Segment Open

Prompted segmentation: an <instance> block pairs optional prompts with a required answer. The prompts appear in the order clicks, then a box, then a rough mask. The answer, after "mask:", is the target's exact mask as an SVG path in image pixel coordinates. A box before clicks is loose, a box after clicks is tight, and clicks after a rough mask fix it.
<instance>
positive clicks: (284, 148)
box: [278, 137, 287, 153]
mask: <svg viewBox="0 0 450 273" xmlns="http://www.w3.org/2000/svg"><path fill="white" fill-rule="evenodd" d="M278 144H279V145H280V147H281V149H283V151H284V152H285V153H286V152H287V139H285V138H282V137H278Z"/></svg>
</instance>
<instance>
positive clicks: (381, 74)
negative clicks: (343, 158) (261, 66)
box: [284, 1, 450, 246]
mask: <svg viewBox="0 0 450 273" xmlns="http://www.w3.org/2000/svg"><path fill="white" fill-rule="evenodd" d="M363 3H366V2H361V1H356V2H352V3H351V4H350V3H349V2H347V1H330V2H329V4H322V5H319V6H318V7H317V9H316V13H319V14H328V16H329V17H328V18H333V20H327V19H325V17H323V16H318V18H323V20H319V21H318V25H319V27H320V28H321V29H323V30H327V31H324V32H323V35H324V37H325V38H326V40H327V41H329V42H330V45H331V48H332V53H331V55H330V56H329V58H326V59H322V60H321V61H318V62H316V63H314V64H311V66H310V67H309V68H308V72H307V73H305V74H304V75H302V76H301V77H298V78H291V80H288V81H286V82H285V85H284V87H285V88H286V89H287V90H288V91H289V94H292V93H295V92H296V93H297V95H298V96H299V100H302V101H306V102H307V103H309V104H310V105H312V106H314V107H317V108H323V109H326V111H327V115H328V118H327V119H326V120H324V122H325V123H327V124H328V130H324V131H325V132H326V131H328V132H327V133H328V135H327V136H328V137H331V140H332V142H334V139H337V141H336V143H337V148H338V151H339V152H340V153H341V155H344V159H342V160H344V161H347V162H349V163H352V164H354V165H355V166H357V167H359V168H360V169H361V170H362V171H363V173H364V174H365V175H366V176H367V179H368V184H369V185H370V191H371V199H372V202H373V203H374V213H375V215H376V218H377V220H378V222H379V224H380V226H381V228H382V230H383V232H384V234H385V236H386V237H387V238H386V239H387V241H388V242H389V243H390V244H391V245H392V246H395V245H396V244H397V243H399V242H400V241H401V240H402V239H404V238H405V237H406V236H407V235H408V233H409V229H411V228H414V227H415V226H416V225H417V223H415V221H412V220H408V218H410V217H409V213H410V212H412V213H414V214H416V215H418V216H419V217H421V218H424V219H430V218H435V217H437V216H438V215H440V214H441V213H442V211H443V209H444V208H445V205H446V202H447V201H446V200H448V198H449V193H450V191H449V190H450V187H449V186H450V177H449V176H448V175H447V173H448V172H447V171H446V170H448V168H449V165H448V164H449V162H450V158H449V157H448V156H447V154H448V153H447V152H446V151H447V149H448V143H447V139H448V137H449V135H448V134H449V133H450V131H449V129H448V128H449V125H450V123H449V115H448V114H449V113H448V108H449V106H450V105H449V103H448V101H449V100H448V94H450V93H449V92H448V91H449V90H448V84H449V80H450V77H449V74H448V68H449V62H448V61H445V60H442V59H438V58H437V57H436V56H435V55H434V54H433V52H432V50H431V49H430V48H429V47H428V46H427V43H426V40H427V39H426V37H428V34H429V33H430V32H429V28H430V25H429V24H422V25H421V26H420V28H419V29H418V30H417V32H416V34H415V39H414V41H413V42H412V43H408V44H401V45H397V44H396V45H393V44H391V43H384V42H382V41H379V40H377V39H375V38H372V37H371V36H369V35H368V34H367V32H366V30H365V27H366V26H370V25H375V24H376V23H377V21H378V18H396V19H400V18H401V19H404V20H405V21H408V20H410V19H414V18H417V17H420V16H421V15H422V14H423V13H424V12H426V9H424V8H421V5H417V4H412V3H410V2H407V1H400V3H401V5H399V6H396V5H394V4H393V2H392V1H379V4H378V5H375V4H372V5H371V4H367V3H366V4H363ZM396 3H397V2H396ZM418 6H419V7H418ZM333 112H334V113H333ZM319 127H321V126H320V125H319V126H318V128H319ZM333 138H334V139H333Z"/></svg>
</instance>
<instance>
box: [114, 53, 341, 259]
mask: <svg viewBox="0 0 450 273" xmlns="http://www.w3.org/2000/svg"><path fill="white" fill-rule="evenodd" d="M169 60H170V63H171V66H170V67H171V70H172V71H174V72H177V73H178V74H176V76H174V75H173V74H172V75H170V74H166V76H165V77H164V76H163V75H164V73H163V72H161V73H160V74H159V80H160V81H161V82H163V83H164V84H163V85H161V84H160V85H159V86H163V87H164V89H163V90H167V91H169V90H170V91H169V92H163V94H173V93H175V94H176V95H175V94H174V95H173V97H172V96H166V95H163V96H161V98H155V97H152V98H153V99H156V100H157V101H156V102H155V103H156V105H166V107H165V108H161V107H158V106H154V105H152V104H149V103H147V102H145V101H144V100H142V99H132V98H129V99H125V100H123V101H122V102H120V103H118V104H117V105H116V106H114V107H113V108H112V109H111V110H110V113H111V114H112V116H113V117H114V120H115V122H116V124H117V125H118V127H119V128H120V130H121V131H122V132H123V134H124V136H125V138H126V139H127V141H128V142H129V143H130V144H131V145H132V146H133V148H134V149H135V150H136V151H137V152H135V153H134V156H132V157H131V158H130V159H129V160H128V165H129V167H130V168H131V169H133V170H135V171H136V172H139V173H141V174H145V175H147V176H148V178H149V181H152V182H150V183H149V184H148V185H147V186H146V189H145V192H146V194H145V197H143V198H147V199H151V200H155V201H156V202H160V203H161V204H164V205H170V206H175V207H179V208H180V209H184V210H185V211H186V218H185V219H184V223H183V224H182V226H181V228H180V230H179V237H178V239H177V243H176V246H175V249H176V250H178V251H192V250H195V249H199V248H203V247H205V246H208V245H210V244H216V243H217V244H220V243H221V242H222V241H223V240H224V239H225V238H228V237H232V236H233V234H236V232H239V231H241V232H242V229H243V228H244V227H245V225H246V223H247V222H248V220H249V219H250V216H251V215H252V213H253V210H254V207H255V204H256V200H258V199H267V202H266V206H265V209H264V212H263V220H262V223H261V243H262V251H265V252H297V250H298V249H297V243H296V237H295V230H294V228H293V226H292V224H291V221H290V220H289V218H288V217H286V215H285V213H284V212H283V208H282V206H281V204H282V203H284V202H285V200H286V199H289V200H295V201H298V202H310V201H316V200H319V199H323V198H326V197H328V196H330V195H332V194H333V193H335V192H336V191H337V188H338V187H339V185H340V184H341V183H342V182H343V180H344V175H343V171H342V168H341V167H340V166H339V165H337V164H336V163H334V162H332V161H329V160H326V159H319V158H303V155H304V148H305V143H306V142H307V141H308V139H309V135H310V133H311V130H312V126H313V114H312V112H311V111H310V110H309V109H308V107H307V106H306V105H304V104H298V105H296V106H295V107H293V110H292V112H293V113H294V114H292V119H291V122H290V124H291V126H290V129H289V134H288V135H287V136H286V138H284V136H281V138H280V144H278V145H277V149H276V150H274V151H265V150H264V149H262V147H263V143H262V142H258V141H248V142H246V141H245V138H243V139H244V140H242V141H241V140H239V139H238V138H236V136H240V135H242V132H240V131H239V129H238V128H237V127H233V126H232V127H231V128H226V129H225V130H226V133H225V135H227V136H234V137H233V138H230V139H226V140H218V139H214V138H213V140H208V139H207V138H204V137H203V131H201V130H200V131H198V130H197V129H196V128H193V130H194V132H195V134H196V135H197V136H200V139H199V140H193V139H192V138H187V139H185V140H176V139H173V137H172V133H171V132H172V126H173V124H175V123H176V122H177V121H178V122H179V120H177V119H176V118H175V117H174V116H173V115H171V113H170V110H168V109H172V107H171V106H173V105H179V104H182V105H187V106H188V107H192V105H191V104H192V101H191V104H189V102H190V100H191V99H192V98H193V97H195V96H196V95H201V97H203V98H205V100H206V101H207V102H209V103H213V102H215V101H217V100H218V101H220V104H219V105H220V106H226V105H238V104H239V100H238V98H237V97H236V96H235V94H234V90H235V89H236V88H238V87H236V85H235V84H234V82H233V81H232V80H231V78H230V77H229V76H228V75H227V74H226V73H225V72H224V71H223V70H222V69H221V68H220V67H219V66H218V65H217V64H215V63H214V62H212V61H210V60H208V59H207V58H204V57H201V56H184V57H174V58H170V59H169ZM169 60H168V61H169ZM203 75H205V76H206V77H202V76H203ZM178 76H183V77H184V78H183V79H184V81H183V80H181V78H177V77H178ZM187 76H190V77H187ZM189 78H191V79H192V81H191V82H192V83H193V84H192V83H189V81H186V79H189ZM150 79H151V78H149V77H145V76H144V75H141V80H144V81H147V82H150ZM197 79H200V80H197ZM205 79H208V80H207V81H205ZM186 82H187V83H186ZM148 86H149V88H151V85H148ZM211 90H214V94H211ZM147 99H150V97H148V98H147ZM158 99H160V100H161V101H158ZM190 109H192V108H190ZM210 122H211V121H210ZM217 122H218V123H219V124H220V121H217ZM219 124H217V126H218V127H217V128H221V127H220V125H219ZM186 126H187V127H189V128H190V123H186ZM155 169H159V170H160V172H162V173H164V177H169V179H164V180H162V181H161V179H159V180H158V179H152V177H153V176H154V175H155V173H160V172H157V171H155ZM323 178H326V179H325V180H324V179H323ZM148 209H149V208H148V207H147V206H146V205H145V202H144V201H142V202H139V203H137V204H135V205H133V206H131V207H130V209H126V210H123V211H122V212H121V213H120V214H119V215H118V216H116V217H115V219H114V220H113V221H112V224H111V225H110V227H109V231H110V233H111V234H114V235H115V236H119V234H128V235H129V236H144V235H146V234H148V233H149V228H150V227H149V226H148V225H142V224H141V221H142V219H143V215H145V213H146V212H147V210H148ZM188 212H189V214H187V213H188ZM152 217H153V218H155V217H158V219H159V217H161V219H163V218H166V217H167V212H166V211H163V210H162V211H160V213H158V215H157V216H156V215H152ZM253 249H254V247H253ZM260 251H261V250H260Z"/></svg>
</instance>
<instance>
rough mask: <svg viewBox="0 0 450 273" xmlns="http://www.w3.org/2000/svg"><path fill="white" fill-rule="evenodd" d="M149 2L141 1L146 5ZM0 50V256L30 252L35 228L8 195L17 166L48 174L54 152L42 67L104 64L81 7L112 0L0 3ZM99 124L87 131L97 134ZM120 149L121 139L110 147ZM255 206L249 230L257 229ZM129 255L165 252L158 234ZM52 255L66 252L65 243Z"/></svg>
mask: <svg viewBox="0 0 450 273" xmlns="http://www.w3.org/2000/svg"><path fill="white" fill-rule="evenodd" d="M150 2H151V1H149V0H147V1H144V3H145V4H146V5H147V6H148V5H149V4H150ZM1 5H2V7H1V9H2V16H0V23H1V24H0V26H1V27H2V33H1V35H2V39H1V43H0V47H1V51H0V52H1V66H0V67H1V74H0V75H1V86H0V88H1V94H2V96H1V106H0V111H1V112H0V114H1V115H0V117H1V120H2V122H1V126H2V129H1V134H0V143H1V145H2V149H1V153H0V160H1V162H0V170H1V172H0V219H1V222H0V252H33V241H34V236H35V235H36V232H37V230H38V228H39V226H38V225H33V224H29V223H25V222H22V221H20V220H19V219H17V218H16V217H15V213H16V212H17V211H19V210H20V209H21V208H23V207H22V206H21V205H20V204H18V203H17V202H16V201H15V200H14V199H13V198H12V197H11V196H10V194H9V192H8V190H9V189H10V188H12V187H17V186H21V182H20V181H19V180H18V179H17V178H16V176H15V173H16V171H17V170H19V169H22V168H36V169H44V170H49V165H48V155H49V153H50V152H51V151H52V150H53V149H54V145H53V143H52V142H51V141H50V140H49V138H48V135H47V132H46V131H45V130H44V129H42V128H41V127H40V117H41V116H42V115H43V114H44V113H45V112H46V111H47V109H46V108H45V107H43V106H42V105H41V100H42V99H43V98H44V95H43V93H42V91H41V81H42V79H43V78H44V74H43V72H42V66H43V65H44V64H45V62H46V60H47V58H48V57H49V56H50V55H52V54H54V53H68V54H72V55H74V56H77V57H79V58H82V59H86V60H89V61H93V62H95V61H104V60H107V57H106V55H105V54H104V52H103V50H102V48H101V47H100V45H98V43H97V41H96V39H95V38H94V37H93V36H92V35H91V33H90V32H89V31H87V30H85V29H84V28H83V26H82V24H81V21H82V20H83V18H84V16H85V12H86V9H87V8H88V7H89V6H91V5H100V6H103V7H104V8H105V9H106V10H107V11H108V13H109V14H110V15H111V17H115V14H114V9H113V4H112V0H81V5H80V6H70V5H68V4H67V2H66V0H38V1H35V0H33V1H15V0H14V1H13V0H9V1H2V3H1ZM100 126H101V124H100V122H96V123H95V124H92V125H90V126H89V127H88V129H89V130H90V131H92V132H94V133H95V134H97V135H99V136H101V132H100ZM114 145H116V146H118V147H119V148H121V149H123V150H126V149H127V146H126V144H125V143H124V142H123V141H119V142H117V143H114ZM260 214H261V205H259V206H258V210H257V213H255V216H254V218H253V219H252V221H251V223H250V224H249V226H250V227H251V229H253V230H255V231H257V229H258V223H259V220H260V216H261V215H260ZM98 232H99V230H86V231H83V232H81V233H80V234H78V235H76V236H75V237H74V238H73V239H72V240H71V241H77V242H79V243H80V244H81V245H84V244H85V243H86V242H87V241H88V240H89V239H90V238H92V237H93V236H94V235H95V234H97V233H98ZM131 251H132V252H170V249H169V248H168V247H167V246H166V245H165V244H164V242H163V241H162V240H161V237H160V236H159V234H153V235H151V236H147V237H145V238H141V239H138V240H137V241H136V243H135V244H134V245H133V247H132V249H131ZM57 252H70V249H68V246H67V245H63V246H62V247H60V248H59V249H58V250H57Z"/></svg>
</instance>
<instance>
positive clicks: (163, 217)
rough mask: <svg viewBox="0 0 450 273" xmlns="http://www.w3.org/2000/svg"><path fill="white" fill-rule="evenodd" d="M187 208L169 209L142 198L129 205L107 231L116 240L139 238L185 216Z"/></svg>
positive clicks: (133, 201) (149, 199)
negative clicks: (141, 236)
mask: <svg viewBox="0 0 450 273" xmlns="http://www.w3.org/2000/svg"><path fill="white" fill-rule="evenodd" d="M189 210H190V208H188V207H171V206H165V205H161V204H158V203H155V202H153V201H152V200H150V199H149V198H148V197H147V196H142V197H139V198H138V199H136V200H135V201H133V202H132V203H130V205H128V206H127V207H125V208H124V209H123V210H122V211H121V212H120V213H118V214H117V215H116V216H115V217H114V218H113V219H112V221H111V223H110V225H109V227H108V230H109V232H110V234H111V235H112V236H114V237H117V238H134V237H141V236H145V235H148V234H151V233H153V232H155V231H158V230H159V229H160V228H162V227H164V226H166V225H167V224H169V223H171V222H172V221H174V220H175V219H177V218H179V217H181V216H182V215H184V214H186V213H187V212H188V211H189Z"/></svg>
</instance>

Segment Closed

**AIM OF THE EXERCISE:**
Convert the lines from the start of the records through the line containing "box: [278, 137, 287, 153]" into a Markdown table with the columns Row and Line, leaving out any blank lines.

**RESULT OF THIS EXERCISE:**
| Row | Line |
|---|---|
| 1 | Prompted segmentation: an <instance> block pairs optional prompts with a required answer. The prompts appear in the order clicks, then a box, then a rough mask. The answer, after "mask:", is the target's exact mask as an SVG path in image pixel coordinates. A box before clicks is loose, a box after clicks is tight, and clicks after a rough mask fix it. |
| 2 | <instance> |
| 3 | positive clicks: (284, 148) |
| 4 | box: [278, 137, 287, 153] |